### 本文抜粋
>>>
岐阜・愛知レトロアーケード探索記(4) 恵那峡ワンダーランド

高山から中部縦貫道を抜け、東海北陸道東海環状道と乗り継ぎ、
中央自動車道からは、とにかく東へ。
目指すは峡谷と温泉の地・恵那に広がる巨大遊園地
恵那峡ワンダーランド」です。



2000年に一度は閉鎖されながらも、不死鳥のごとく復活し、現在に至るこの場所は
「養老ランド」同様に、古き良き時代の遊園地の姿を今も残しています。


もちろん、遊園地の定番であるゲームコーナーも健在です。
それも90年代で時が止まったかのような、独特の空気をそのままに。
ここには屋外と屋内、2か所のゲームコーナーがあるのですが
特に大型レトロゲームが残されている、屋内を中心にチェックしていきます。



右側に見えるのが屋内ゲームコーナー。
それにしてもパンダの乗り物が、いい感じにノスタルジーを掻き立ててくれます…。
さっそく中のマシンを見てみるとしましょう。











ナムコの大型ゲーム機を語る上では外せない「スターブレード」。
これが現存しているだけでも、ここまで来る価値があるというものです。
荒いポリゴンだからこその、ソリッドでクールな描写。
音声通信や効果音以外はほとんど耳に届かない、ストイックかつ重厚な音響。
その筺体の中には当時、確かに宇宙が存在していました。
この未来を切り取ったかのようなゲームに、衝撃を受けたプレイヤーは決して少なくありません。




未来、といえばこのタイトルも忘れられませんね。
同じくナムコの「サイバースレッド」です。
2本のレバーで戦車を操作し、対戦相手を撃破するゲームシステムは
FPSなんてジャンルがなかったリリース時の1993年には、斬新以外の何物でもありませんでした。
2作とも、歴史的意義は非常に深い作品ですが
現役稼働しているマシンとなると、今やそうそう見られません。




恵那峡ワンダーランド」のゲームコーナーは、ナムコ系が妙に充実しています。
こちらは「ファイナルラップR」。
シリーズ最終作にして、スプライトで描画を行ったレースゲームとしても最末期の作品です。
ドット絵の、1つの到達点を味わえるタイトルといえるでしょう。




「ファイナルハロン」。
レースゲーム…なのは変わりないですが、そのテーマは競馬。
馬型マシンにプレイヤーが実際に乗り、揺らすことで走らせることができる
(いい意味で)バカすぎる見た目で、多人数プレイが確実に盛り上がるタイトルです。




ナムコではないですが、音ゲーもあります。
ダンスダンスレボリューション 4thMIX PLUS」(ソロバージョン)。
6パネル方式のソロバージョンは、久しぶりに見ました…。
ダブル譜面ができる人には楽勝なのかもしれませんが、個人的には出た時、ずいぶん戸惑った覚えが。











メダルゲームも見ていきます。
ファンタジーランド」。
ルールとしてはルーレットに近いものですが、中央にある観覧車など
その名の通りファンタジーで統一されたデザインが、心躍らせてくれますね。
<<<
### 提示データ
>>>
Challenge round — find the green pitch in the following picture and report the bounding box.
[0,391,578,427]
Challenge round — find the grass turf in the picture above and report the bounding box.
<<<
### 学習目標
a - 恵那峡ワンダーランドの探索記で「ナムコの大型ゲーム機を語る上では」から始まる段落を、主な事実を残して短く書き直しなさい。
b - 恵那峡ワンダーランドの探索記の続きを、最後の文の後から書き継ぎなさい。
提示データの各行は参照しなくてよい。

### 解答
a - ナムコの大型ゲーム機に欠かせない「スターブレード」は、現存しているだけでここまで来る価値がある。荒いポリゴンならではのソリッドでクールな描写と、音声通信や効果音以外はほとんど聞こえないストイックで重厚な音響が特徴である。この未来を切り取ったようなゲームに衝撃を受けたプレイヤーは多い。

b -
こまやの「ティックタック」。
上の3個の玉が揃えばメダルをゲットという、分かりやすいルールです。
それにしても魔法使いのイラスト、味があり過ぎですね…。これは萌える(え?)



「コロコロクエスト」。
そんなに古いものではないのですが、実はこのマシン、タクミコーポレーション製です。
そう、「ギガウイング」や「マーズマトリックス」で知られた、あのメーカーですよ!
こんな小遣い稼ぎもやっていたんだなぁ…。









ビデオゲームも、ほんの少しですが置いてありました。
ジャレコのポニーマークIV筺体に入っているのは、
スーパーリアル麻雀PVI」「子育てクイズマイエンジェル」「ゲーム天国」。
幅広い客層に対応する、いいチョイスだと言えましょう。




その横には非稼働ですが、タイトーの50インチビデオゲーム筺体
「テアトロ50」も鎮座していました。
果たして当時、どんなゲームがこの大画面に映し出されていたのでしょうか…。




90年代の空気を色濃く残す、とは先に書いたとおりですが
これでも何台かのマシンは、撤去されてしまったようです。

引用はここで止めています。